[Beispiele zur Punktmarkierung]
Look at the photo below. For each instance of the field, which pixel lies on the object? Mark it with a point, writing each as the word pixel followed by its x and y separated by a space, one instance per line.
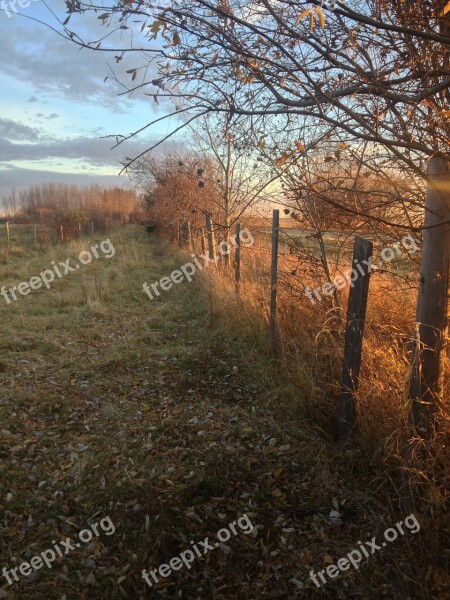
pixel 155 414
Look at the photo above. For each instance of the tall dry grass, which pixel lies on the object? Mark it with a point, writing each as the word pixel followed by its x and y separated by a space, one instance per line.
pixel 404 470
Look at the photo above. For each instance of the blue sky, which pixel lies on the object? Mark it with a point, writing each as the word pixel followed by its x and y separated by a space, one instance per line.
pixel 55 105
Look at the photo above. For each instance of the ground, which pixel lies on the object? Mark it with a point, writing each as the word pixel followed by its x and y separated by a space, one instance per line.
pixel 151 418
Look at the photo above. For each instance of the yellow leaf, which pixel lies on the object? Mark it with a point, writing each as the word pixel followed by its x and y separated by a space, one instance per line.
pixel 303 14
pixel 321 16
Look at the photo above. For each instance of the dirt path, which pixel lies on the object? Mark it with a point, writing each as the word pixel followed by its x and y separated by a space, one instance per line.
pixel 139 411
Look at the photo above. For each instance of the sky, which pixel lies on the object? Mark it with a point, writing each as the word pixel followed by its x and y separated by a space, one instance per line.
pixel 55 105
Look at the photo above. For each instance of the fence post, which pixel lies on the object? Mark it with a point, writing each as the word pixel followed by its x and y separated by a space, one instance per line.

--- ZIEL ---
Kannst du die Zeilen oben wortgetreu kopieren und dabei die Bilder weglassen?

--- VOLLSTÄNDIGE ANTWORT ---
Look at the photo below. For each instance of the field, which pixel lies on the object? Mark it with a point, writing each as the word pixel followed by its x and y separated by a space, one instance per line.
pixel 155 414
Look at the photo above. For each instance of the tall dry grass, which pixel lies on the object? Mark it with a point, writing each as the word pixel followed by its x and y separated by a space, one instance per line.
pixel 404 470
Look at the photo above. For each instance of the blue sky, which pixel lies on the object? Mark it with a point, writing each as the word pixel followed by its x and y separated by a space, one instance per line.
pixel 55 105
Look at the photo above. For each instance of the ground, which pixel lies on the object? Mark it with a point, writing each as the word pixel followed by its x and y separated by a space, one instance per line.
pixel 151 418
Look at the photo above. For each instance of the yellow leaf, which pixel lies on the object? Mark it with a point, writing each as the word pixel followed by its x and y separated by a space, one instance per line.
pixel 303 14
pixel 321 16
Look at the photo above. For each instance of the dirt path, which pixel lies on the object? Mark it with a point, writing each as the word pixel followed by its x and y separated by a space, one instance per line.
pixel 139 411
Look at the photo above. For each instance of the sky, which pixel lies on the object? Mark it with a point, writing each as the word pixel followed by its x and y separated by a space, one instance per line.
pixel 55 105
Look at the photo above. For each instance of the fence post, which pixel lies on the object? Mark it with a point, writing each as the word pixel followed by its x and y separated by a space, one instance per line.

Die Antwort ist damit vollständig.